• [Consigne]
Recopiez fidèlement le passage du texte sur le bootsplash qui va de « Encore merci pour » à « splashpbm et stipple) ».

··· Texte à lire

Hip hop les doigts dans le nez, les mains dans les poches  :Wink: 

----------

## Hammerhead2048

Ca y'est, j'ai résolu mon problème de bootsplash!

En fait, quand on utilise genkernel (je crois que j'ai oublié de le dire), il faut modifier les fichiers livrés avec le bootsplash (et en plus, certains répertoires ne sont pas bon), mais il faut aussi modifier le fichier /etc/conf.d/bootsplash en mettant le thème désiré puis recompiler le noyau.

En tout cas, c'est ce que j'ai fait et ça marche  :Very Happy:  J'ai le pingouin au démarrage  :Very Happy: 

Encore merci pour votre aide  :Very Happy: 

----------

## yoyo

 *behd wrote:*   

> 5. editer la config pour le 1280x1024 (et retirer les lignes qui contiennent splashpbm et stipple)

······
··· Entrées affichées

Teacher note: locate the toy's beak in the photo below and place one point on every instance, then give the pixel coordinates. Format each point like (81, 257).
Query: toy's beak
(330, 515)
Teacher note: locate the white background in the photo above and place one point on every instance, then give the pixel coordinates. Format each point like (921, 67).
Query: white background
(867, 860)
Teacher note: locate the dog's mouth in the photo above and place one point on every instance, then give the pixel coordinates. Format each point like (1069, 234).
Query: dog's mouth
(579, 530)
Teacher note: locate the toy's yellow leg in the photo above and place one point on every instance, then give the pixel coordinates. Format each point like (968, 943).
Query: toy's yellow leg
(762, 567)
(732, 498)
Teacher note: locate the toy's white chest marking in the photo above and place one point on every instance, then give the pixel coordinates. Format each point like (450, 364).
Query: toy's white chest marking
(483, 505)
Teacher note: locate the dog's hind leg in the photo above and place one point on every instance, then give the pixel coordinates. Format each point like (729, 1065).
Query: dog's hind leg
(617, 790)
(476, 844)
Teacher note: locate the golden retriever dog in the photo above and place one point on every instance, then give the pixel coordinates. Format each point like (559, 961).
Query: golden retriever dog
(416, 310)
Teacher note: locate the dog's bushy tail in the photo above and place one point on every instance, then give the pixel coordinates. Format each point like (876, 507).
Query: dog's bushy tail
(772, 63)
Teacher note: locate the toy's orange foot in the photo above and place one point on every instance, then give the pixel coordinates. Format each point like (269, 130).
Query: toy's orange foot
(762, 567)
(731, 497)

······
··· Entrées affichées

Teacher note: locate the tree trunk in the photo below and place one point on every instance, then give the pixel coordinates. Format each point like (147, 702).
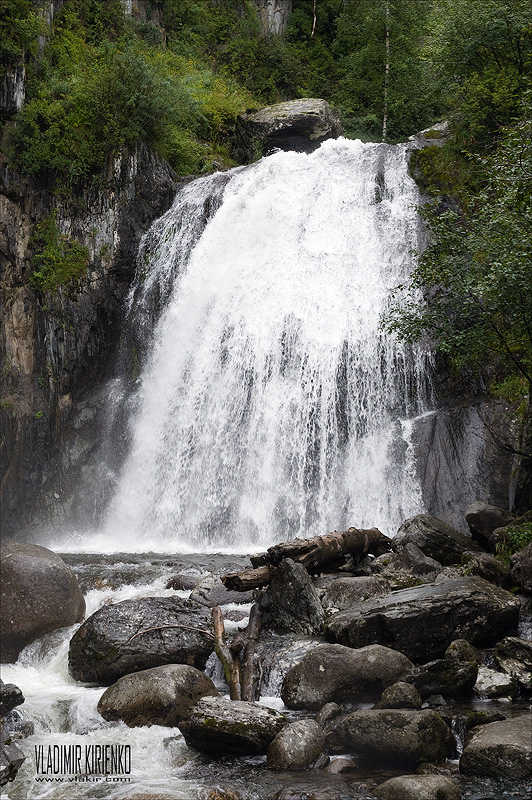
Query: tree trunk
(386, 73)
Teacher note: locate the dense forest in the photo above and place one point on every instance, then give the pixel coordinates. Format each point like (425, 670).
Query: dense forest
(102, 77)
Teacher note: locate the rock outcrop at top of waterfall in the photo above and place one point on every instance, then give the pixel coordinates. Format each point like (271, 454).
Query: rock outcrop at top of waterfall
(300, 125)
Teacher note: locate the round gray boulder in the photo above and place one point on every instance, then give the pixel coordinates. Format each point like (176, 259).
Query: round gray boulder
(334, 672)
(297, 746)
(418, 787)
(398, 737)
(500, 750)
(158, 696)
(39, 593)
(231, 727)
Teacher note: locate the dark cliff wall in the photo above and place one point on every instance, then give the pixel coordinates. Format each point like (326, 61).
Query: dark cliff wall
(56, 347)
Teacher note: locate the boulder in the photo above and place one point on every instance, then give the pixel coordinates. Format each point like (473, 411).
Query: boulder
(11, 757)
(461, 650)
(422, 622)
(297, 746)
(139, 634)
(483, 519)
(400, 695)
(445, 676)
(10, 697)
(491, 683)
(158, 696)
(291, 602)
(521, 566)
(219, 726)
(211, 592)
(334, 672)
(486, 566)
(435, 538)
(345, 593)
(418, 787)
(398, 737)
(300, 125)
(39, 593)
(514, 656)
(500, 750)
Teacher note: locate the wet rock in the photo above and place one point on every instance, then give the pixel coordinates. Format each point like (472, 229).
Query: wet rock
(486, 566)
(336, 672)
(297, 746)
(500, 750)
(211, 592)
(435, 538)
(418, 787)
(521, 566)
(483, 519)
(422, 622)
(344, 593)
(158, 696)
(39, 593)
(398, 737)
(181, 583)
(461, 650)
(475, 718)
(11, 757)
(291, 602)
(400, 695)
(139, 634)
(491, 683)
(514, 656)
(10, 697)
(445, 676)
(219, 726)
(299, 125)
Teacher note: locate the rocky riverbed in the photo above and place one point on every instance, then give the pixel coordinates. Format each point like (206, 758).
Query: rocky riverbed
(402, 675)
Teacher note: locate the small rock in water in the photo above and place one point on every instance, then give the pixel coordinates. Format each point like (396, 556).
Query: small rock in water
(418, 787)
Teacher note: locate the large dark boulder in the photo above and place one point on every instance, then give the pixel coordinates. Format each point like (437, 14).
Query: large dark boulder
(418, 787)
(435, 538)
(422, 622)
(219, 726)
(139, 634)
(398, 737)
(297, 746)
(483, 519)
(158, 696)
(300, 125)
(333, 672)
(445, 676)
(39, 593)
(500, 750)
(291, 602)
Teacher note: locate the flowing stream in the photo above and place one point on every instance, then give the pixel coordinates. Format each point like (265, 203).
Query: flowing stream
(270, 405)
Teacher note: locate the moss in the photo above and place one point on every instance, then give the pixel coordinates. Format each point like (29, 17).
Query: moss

······
··· Entrées affichées

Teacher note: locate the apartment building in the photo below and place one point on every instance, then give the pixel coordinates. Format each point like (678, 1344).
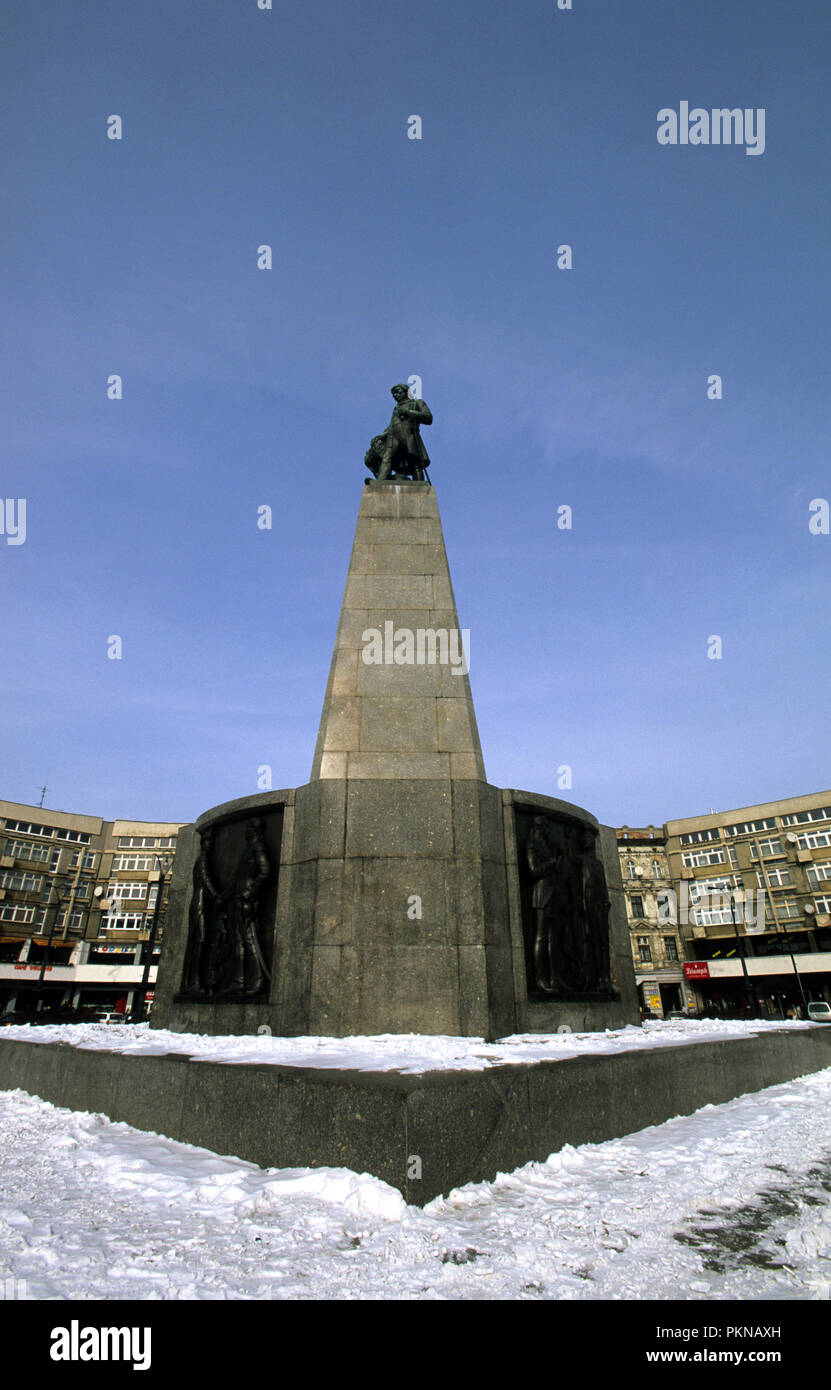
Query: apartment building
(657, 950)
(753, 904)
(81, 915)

······

• [Solution proposée]
Encore merci pour votre aide  :Very Happy: 

----------

## yoyo

 *behd wrote:*   

> 5. editer la config pour le 1280x1024 (et retirer les lignes qui contiennent splashpbm et stipple)